■ **What to do**
A - From the Tesco recall article, write out the text between "Tesco urgently recalls" and "the tomato-based sauce.", inclusive.
B - In the Tesco recall article, what are the size and price of the recalled tub of sauce?
C - Translate this sentence from the Tesco recall article into Spanish: "Tesco has recalled one of its own-brand pasta sauces over fears it may contain milk — which isn’t mentioned on its label."

■ **Given text**
###
Tesco urgently recalls popular product over allergy fears
- Supermarket’s Arrabbiata Sauce with a March 2 ‘use by’ date has been recalled
- Food Standards Agency told Brits with a milk intolerance or allergy not to eat it
Tesco has recalled one of its own-brand pasta sauces over fears it may contain milk — which isn’t mentioned on its label.
The supermarket’s Arrabbiata Sauce with a March 2 ‘use by’ date might pose a risk to those who are allergic or intolerant to milk or its components.
The Food Standards Agency (FSA), which published the alert, told people in the UK with a milk intolerance or allergy not to eat the tomato-based sauce.
Instead, they can return the 350g, £1.80 tub to the Tesco store they bought it from for a full refund, even if they don’t have a receipt.
The supermarket’s Arrabbiata Sauce with a March 2 ‘use by’ date might pose a risk to those who are allergic or intolerant to milk or its components
The FSA issues food recalls — when customers are asked to return a product — when problems are spotted with food that means it should not be sold.
###
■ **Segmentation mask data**
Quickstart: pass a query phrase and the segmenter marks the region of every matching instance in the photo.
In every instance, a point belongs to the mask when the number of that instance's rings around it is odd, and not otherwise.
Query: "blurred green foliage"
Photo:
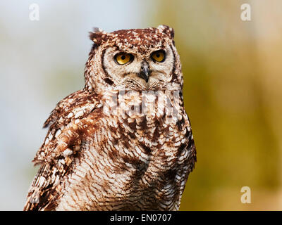
[[[166,24],[175,30],[197,151],[181,210],[278,207],[277,200],[266,204],[281,180],[280,140],[268,102],[273,96],[266,96],[262,82],[266,75],[256,22],[240,18],[243,3],[159,1],[152,13],[156,26]],[[244,186],[252,191],[249,205],[240,202]]]

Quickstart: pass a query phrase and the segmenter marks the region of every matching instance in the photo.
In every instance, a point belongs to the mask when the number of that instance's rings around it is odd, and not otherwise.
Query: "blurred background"
[[[0,210],[23,210],[43,122],[84,86],[88,32],[160,24],[175,30],[197,151],[180,210],[282,210],[281,1],[2,0]]]

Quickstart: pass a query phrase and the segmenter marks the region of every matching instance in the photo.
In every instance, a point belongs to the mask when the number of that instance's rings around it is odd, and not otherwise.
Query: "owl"
[[[178,210],[196,150],[173,30],[94,28],[85,84],[44,124],[24,210]]]

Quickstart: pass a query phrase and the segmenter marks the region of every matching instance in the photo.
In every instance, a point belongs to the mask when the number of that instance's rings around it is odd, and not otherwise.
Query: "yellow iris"
[[[115,56],[115,58],[116,58],[116,61],[119,65],[125,64],[130,60],[130,55],[125,53],[118,53]]]
[[[164,60],[164,51],[162,50],[157,51],[153,52],[152,58],[157,62],[161,63]]]

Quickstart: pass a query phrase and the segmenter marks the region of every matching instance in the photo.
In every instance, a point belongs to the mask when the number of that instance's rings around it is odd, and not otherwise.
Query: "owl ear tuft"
###
■ **Solutions to the tasks**
A -
Tesco urgently recalls popular product over allergy fears
- Supermarket’s Arrabbiata Sauce with a March 2 ‘use by’ date has been recalled
- Food Standards Agency told Brits with a milk intolerance or allergy not to eat it
Tesco has recalled one of its own-brand pasta sauces over fears it may contain milk — which isn’t mentioned on its label.
The supermarket’s Arrabbiata Sauce with a March 2 ‘use by’ date might pose a risk to those who are allergic or intolerant to milk or its components.
The Food Standards Agency (FSA), which published the alert, told people in the UK with a milk intolerance or allergy not to eat the tomato-based sauce.

B - It is a 350g tub priced at £1.80.

C - Tesco ha retirado del mercado una de sus salsas para pasta de marca propia por temor a que pueda contener leche, algo que no se menciona en su etiqueta.